Text-to-region grounding data
-*-*-

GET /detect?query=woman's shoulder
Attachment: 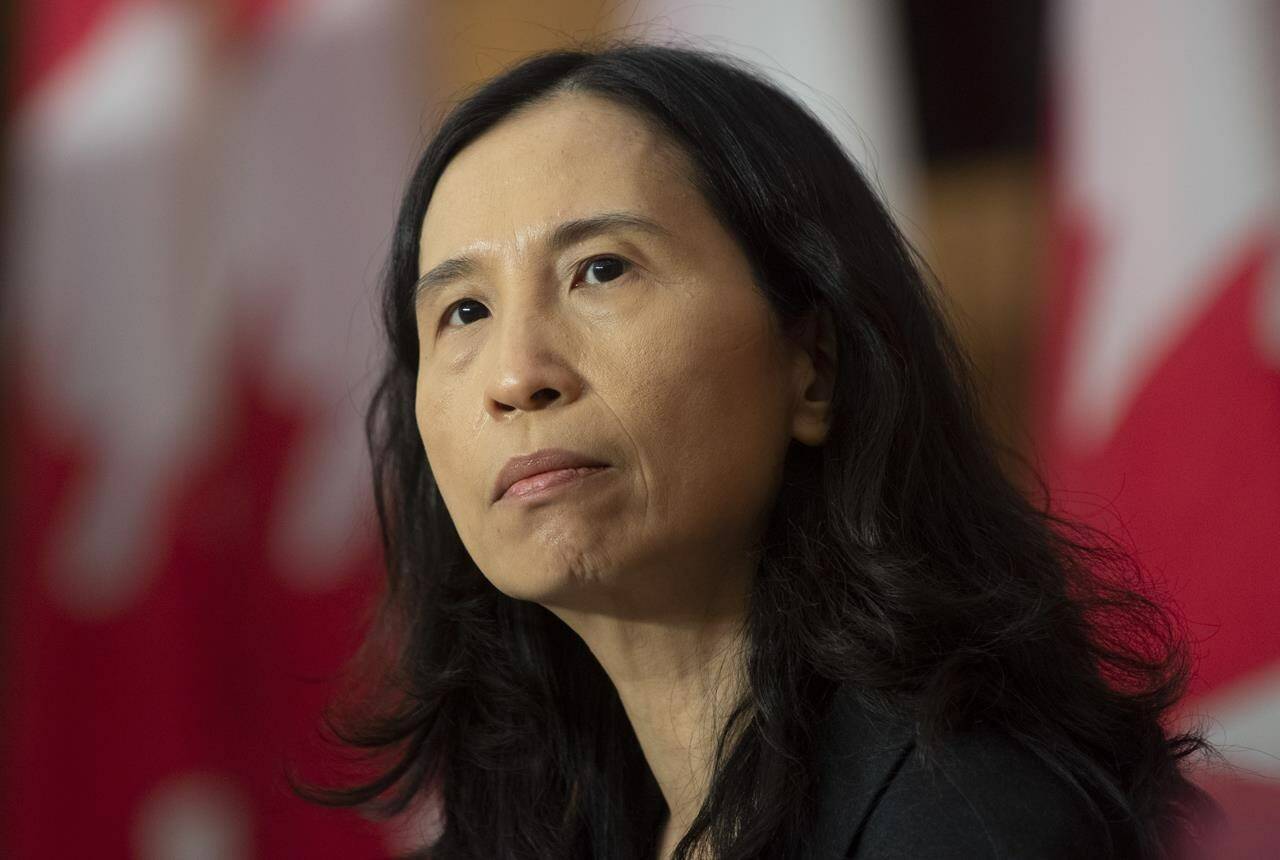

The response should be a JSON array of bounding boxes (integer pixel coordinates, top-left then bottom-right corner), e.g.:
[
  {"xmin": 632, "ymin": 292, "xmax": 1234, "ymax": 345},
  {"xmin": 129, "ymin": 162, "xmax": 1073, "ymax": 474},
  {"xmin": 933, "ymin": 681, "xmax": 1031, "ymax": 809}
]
[
  {"xmin": 808, "ymin": 683, "xmax": 1112, "ymax": 859},
  {"xmin": 849, "ymin": 724, "xmax": 1110, "ymax": 859}
]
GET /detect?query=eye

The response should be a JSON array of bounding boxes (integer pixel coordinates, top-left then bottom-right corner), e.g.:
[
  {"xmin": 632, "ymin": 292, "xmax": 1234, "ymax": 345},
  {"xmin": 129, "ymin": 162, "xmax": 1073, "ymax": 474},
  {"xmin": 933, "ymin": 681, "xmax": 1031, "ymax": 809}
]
[
  {"xmin": 575, "ymin": 254, "xmax": 632, "ymax": 286},
  {"xmin": 441, "ymin": 298, "xmax": 490, "ymax": 330}
]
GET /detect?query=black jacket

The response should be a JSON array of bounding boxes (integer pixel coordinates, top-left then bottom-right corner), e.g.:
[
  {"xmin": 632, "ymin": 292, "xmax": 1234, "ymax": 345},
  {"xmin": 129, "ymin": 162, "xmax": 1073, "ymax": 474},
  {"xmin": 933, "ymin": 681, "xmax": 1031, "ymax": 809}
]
[{"xmin": 806, "ymin": 683, "xmax": 1112, "ymax": 859}]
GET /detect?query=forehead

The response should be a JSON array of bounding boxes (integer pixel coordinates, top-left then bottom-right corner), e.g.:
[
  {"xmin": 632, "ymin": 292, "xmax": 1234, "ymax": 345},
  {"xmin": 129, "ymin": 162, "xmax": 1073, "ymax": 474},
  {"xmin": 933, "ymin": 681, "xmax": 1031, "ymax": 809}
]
[{"xmin": 418, "ymin": 93, "xmax": 698, "ymax": 271}]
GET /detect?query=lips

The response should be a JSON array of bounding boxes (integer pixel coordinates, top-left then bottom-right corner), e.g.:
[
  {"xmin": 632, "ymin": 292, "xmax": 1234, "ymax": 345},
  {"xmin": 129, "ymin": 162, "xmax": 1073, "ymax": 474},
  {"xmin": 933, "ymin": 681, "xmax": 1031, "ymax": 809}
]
[{"xmin": 492, "ymin": 447, "xmax": 610, "ymax": 503}]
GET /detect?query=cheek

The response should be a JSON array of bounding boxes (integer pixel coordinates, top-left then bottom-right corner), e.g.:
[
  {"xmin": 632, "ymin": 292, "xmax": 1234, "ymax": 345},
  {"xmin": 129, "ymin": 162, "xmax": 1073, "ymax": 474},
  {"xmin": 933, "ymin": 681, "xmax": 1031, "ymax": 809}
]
[
  {"xmin": 413, "ymin": 379, "xmax": 439, "ymax": 455},
  {"xmin": 624, "ymin": 302, "xmax": 790, "ymax": 513},
  {"xmin": 415, "ymin": 377, "xmax": 469, "ymax": 508}
]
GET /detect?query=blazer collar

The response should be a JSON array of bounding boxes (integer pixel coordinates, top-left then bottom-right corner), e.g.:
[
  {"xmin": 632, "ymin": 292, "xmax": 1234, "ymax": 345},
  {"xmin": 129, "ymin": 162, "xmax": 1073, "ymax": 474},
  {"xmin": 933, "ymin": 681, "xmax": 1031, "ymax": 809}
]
[{"xmin": 805, "ymin": 683, "xmax": 917, "ymax": 859}]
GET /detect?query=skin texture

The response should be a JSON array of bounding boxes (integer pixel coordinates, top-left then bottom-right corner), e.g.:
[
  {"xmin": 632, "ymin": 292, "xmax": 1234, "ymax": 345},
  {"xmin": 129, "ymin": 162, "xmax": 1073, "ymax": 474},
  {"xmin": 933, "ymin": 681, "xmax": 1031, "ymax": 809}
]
[{"xmin": 413, "ymin": 92, "xmax": 836, "ymax": 856}]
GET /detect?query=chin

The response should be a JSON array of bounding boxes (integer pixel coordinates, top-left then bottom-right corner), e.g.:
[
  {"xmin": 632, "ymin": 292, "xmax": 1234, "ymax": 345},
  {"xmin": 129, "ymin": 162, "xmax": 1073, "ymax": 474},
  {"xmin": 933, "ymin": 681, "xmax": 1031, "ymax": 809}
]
[{"xmin": 495, "ymin": 549, "xmax": 628, "ymax": 606}]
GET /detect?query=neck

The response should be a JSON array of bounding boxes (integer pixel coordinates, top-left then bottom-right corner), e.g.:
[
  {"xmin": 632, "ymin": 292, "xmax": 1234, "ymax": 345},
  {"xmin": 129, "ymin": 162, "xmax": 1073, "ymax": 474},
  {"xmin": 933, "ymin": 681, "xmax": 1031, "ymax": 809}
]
[{"xmin": 548, "ymin": 561, "xmax": 752, "ymax": 848}]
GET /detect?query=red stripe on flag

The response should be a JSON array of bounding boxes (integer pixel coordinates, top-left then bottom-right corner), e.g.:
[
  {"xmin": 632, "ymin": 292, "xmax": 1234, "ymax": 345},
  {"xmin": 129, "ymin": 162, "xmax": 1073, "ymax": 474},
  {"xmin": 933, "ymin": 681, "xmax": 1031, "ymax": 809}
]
[
  {"xmin": 8, "ymin": 0, "xmax": 292, "ymax": 111},
  {"xmin": 1036, "ymin": 232, "xmax": 1280, "ymax": 700},
  {"xmin": 3, "ymin": 316, "xmax": 390, "ymax": 858},
  {"xmin": 9, "ymin": 0, "xmax": 120, "ymax": 109}
]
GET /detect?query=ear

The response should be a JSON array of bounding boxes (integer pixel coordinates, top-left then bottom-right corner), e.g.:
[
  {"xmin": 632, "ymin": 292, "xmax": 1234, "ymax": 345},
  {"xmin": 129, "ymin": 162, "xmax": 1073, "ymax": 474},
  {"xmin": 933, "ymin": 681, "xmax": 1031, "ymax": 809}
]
[{"xmin": 788, "ymin": 309, "xmax": 838, "ymax": 447}]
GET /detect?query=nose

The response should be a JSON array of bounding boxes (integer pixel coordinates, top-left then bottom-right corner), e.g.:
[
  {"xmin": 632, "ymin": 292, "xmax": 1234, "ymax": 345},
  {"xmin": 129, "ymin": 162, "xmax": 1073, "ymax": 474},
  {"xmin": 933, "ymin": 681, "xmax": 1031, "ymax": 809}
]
[{"xmin": 483, "ymin": 307, "xmax": 583, "ymax": 420}]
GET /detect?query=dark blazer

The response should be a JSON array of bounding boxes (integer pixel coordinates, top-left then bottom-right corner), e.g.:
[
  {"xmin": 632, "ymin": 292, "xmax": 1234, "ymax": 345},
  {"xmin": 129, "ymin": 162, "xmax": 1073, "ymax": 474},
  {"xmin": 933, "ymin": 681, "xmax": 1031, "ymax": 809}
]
[{"xmin": 806, "ymin": 683, "xmax": 1112, "ymax": 859}]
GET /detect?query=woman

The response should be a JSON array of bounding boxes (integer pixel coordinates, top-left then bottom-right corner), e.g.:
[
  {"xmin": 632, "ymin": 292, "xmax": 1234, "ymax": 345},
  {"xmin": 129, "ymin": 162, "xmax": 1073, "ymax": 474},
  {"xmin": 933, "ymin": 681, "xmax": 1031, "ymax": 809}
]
[{"xmin": 296, "ymin": 42, "xmax": 1220, "ymax": 858}]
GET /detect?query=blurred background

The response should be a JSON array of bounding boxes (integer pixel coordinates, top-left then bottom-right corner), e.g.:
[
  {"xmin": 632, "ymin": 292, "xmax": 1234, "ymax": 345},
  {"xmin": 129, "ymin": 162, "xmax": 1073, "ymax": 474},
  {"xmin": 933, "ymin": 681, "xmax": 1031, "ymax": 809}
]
[{"xmin": 2, "ymin": 1, "xmax": 1277, "ymax": 857}]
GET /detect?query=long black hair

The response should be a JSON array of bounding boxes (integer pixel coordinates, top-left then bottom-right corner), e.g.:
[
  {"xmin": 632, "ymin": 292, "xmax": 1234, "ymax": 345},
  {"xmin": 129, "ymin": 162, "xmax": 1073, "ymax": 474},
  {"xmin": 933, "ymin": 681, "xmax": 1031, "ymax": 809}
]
[{"xmin": 293, "ymin": 40, "xmax": 1220, "ymax": 859}]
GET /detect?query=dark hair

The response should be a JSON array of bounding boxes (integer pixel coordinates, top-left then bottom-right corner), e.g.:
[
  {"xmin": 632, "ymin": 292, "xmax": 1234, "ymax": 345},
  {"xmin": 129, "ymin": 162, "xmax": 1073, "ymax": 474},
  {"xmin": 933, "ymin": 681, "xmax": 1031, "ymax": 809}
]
[{"xmin": 293, "ymin": 40, "xmax": 1221, "ymax": 859}]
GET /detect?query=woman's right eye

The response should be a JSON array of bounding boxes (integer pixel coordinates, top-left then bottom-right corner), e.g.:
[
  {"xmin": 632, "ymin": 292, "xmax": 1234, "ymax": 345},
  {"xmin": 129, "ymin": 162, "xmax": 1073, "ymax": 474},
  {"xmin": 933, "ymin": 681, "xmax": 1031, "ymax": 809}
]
[{"xmin": 442, "ymin": 298, "xmax": 490, "ymax": 330}]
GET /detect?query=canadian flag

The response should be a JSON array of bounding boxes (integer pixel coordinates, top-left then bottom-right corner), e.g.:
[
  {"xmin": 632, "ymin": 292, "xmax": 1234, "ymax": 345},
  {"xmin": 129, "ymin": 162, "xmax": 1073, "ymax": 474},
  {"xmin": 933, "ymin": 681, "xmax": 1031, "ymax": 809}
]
[
  {"xmin": 3, "ymin": 0, "xmax": 421, "ymax": 856},
  {"xmin": 1037, "ymin": 0, "xmax": 1280, "ymax": 855}
]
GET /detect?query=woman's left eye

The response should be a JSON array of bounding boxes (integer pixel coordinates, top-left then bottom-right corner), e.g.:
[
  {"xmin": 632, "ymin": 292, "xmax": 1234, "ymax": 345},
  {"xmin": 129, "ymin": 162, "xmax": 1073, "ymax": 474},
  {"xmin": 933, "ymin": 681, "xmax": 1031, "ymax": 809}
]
[{"xmin": 576, "ymin": 255, "xmax": 632, "ymax": 286}]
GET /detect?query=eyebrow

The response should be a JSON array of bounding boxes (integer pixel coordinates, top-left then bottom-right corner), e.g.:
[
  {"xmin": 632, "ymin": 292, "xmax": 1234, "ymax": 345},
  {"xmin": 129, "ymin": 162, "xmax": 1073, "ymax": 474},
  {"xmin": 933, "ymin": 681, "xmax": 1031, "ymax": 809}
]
[{"xmin": 413, "ymin": 211, "xmax": 673, "ymax": 305}]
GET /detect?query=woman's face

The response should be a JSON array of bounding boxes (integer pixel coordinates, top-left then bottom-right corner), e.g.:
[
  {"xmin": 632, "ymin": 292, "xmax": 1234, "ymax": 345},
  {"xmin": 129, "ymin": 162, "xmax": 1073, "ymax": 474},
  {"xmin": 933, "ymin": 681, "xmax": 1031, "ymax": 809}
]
[{"xmin": 414, "ymin": 93, "xmax": 830, "ymax": 618}]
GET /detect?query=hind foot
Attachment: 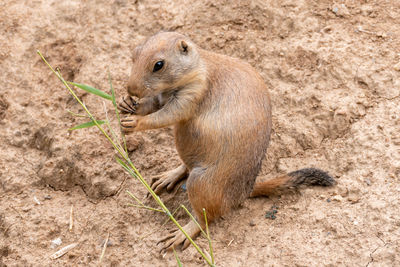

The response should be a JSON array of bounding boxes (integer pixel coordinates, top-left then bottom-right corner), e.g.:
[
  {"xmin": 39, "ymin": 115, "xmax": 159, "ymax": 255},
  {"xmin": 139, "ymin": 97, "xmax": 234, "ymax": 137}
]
[
  {"xmin": 150, "ymin": 164, "xmax": 188, "ymax": 195},
  {"xmin": 157, "ymin": 220, "xmax": 201, "ymax": 252}
]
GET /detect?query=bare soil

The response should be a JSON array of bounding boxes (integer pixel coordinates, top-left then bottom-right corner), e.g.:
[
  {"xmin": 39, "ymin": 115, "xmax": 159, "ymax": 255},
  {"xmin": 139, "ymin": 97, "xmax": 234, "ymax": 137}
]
[{"xmin": 1, "ymin": 0, "xmax": 399, "ymax": 266}]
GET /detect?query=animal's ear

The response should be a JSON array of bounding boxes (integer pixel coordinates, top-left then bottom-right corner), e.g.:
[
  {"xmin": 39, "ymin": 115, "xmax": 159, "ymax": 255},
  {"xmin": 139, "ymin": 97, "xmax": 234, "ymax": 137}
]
[
  {"xmin": 179, "ymin": 40, "xmax": 189, "ymax": 54},
  {"xmin": 131, "ymin": 45, "xmax": 142, "ymax": 62}
]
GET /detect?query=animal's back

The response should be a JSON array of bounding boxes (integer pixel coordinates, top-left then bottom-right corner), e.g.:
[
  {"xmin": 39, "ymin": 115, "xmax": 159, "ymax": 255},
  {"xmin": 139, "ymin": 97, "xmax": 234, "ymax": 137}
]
[{"xmin": 175, "ymin": 49, "xmax": 272, "ymax": 209}]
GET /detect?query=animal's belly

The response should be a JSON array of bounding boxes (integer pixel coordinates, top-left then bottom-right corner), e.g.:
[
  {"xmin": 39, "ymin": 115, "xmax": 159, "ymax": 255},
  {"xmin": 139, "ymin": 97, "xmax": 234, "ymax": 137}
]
[{"xmin": 174, "ymin": 120, "xmax": 210, "ymax": 169}]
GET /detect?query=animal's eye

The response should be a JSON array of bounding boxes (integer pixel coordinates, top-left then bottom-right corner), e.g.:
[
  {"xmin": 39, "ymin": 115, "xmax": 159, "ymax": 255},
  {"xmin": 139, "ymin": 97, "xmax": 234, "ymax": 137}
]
[{"xmin": 153, "ymin": 60, "xmax": 164, "ymax": 72}]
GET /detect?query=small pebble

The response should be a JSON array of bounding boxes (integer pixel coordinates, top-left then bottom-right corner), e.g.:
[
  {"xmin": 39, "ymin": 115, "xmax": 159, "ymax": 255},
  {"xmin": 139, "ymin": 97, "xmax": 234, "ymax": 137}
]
[
  {"xmin": 21, "ymin": 206, "xmax": 31, "ymax": 212},
  {"xmin": 249, "ymin": 220, "xmax": 256, "ymax": 227},
  {"xmin": 33, "ymin": 196, "xmax": 41, "ymax": 205},
  {"xmin": 331, "ymin": 195, "xmax": 343, "ymax": 202},
  {"xmin": 265, "ymin": 205, "xmax": 278, "ymax": 220},
  {"xmin": 348, "ymin": 194, "xmax": 361, "ymax": 204},
  {"xmin": 394, "ymin": 62, "xmax": 400, "ymax": 71},
  {"xmin": 100, "ymin": 239, "xmax": 113, "ymax": 247},
  {"xmin": 331, "ymin": 4, "xmax": 350, "ymax": 17},
  {"xmin": 265, "ymin": 212, "xmax": 276, "ymax": 220},
  {"xmin": 51, "ymin": 237, "xmax": 62, "ymax": 248}
]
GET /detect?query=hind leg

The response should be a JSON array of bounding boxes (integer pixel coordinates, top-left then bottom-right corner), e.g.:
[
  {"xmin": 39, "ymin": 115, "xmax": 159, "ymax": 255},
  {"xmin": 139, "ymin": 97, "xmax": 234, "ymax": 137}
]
[
  {"xmin": 150, "ymin": 164, "xmax": 188, "ymax": 194},
  {"xmin": 159, "ymin": 167, "xmax": 223, "ymax": 251}
]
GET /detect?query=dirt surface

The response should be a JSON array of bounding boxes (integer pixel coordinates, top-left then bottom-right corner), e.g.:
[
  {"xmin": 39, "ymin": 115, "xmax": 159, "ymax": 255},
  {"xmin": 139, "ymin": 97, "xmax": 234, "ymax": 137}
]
[{"xmin": 1, "ymin": 0, "xmax": 399, "ymax": 266}]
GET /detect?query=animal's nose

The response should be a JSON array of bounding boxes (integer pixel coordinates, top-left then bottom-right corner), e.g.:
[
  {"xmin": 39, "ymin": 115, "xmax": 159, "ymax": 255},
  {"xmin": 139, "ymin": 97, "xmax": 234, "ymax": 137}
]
[{"xmin": 127, "ymin": 82, "xmax": 139, "ymax": 97}]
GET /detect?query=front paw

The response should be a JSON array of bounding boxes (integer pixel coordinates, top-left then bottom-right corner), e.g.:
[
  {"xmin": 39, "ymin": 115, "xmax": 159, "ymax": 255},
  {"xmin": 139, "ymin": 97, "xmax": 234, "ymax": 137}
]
[
  {"xmin": 120, "ymin": 115, "xmax": 139, "ymax": 133},
  {"xmin": 118, "ymin": 95, "xmax": 138, "ymax": 114}
]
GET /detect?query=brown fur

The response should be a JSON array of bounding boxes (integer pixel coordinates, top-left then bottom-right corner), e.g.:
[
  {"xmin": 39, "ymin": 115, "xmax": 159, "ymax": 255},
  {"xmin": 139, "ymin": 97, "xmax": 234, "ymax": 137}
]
[
  {"xmin": 250, "ymin": 175, "xmax": 292, "ymax": 197},
  {"xmin": 119, "ymin": 32, "xmax": 334, "ymax": 250}
]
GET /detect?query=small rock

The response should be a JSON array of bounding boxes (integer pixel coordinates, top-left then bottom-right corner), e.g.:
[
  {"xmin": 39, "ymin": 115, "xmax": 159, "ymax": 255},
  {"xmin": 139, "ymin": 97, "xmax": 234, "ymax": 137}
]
[
  {"xmin": 21, "ymin": 206, "xmax": 31, "ymax": 212},
  {"xmin": 44, "ymin": 195, "xmax": 52, "ymax": 200},
  {"xmin": 249, "ymin": 220, "xmax": 256, "ymax": 227},
  {"xmin": 100, "ymin": 239, "xmax": 113, "ymax": 247},
  {"xmin": 314, "ymin": 211, "xmax": 326, "ymax": 222},
  {"xmin": 181, "ymin": 183, "xmax": 187, "ymax": 191},
  {"xmin": 331, "ymin": 4, "xmax": 350, "ymax": 17},
  {"xmin": 127, "ymin": 136, "xmax": 144, "ymax": 152},
  {"xmin": 348, "ymin": 195, "xmax": 361, "ymax": 204},
  {"xmin": 394, "ymin": 62, "xmax": 400, "ymax": 71},
  {"xmin": 51, "ymin": 237, "xmax": 62, "ymax": 248},
  {"xmin": 265, "ymin": 205, "xmax": 278, "ymax": 220},
  {"xmin": 331, "ymin": 195, "xmax": 343, "ymax": 202},
  {"xmin": 33, "ymin": 196, "xmax": 41, "ymax": 205},
  {"xmin": 376, "ymin": 31, "xmax": 387, "ymax": 38}
]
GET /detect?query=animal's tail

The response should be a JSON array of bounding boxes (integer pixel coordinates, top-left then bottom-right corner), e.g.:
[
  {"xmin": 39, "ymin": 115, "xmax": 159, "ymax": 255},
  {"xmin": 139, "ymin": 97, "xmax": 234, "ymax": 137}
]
[{"xmin": 250, "ymin": 168, "xmax": 336, "ymax": 197}]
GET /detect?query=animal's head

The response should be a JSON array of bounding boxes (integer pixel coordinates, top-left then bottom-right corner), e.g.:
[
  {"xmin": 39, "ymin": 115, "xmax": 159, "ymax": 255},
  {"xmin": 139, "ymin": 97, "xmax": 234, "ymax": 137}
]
[{"xmin": 127, "ymin": 32, "xmax": 203, "ymax": 98}]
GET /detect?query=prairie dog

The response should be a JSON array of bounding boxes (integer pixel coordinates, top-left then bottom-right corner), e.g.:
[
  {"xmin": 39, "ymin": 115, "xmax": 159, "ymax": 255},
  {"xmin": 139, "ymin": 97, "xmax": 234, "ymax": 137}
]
[{"xmin": 119, "ymin": 32, "xmax": 335, "ymax": 251}]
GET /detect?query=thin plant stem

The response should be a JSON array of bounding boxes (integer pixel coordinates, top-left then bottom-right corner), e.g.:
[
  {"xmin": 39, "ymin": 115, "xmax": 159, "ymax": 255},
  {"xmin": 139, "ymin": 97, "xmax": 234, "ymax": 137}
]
[
  {"xmin": 180, "ymin": 205, "xmax": 208, "ymax": 239},
  {"xmin": 127, "ymin": 203, "xmax": 164, "ymax": 213},
  {"xmin": 38, "ymin": 51, "xmax": 125, "ymax": 157},
  {"xmin": 126, "ymin": 190, "xmax": 163, "ymax": 212},
  {"xmin": 203, "ymin": 208, "xmax": 214, "ymax": 265},
  {"xmin": 173, "ymin": 248, "xmax": 183, "ymax": 267},
  {"xmin": 102, "ymin": 100, "xmax": 124, "ymax": 153},
  {"xmin": 99, "ymin": 232, "xmax": 110, "ymax": 263},
  {"xmin": 37, "ymin": 51, "xmax": 214, "ymax": 266},
  {"xmin": 67, "ymin": 109, "xmax": 89, "ymax": 118},
  {"xmin": 126, "ymin": 190, "xmax": 146, "ymax": 207}
]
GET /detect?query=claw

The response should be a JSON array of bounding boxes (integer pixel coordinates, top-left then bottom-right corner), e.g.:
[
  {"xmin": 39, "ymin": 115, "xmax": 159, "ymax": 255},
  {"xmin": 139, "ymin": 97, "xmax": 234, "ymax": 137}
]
[
  {"xmin": 148, "ymin": 165, "xmax": 188, "ymax": 196},
  {"xmin": 120, "ymin": 116, "xmax": 138, "ymax": 132},
  {"xmin": 182, "ymin": 238, "xmax": 191, "ymax": 250},
  {"xmin": 118, "ymin": 96, "xmax": 138, "ymax": 114},
  {"xmin": 157, "ymin": 221, "xmax": 202, "ymax": 253},
  {"xmin": 123, "ymin": 96, "xmax": 137, "ymax": 112},
  {"xmin": 119, "ymin": 105, "xmax": 133, "ymax": 114},
  {"xmin": 157, "ymin": 232, "xmax": 176, "ymax": 245},
  {"xmin": 163, "ymin": 238, "xmax": 175, "ymax": 251},
  {"xmin": 166, "ymin": 179, "xmax": 178, "ymax": 191},
  {"xmin": 153, "ymin": 180, "xmax": 167, "ymax": 195}
]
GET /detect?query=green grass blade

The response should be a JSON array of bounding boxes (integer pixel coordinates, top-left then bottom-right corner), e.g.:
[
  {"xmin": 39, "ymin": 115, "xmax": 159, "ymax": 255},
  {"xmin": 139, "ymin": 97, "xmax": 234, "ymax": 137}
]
[
  {"xmin": 173, "ymin": 248, "xmax": 183, "ymax": 267},
  {"xmin": 126, "ymin": 190, "xmax": 145, "ymax": 207},
  {"xmin": 69, "ymin": 120, "xmax": 106, "ymax": 130},
  {"xmin": 115, "ymin": 157, "xmax": 138, "ymax": 179},
  {"xmin": 127, "ymin": 203, "xmax": 164, "ymax": 213},
  {"xmin": 108, "ymin": 71, "xmax": 117, "ymax": 107},
  {"xmin": 67, "ymin": 109, "xmax": 89, "ymax": 118},
  {"xmin": 180, "ymin": 205, "xmax": 207, "ymax": 238},
  {"xmin": 203, "ymin": 208, "xmax": 214, "ymax": 265},
  {"xmin": 69, "ymin": 82, "xmax": 112, "ymax": 100}
]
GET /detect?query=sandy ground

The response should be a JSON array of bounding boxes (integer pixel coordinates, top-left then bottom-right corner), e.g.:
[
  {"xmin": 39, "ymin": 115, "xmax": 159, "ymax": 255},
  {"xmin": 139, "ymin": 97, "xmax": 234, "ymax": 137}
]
[{"xmin": 1, "ymin": 0, "xmax": 400, "ymax": 266}]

-*-*-

Would you show every line in the data above that contains the string "small"?

GET /detect?query=small pebble
GET /detect?query=small rock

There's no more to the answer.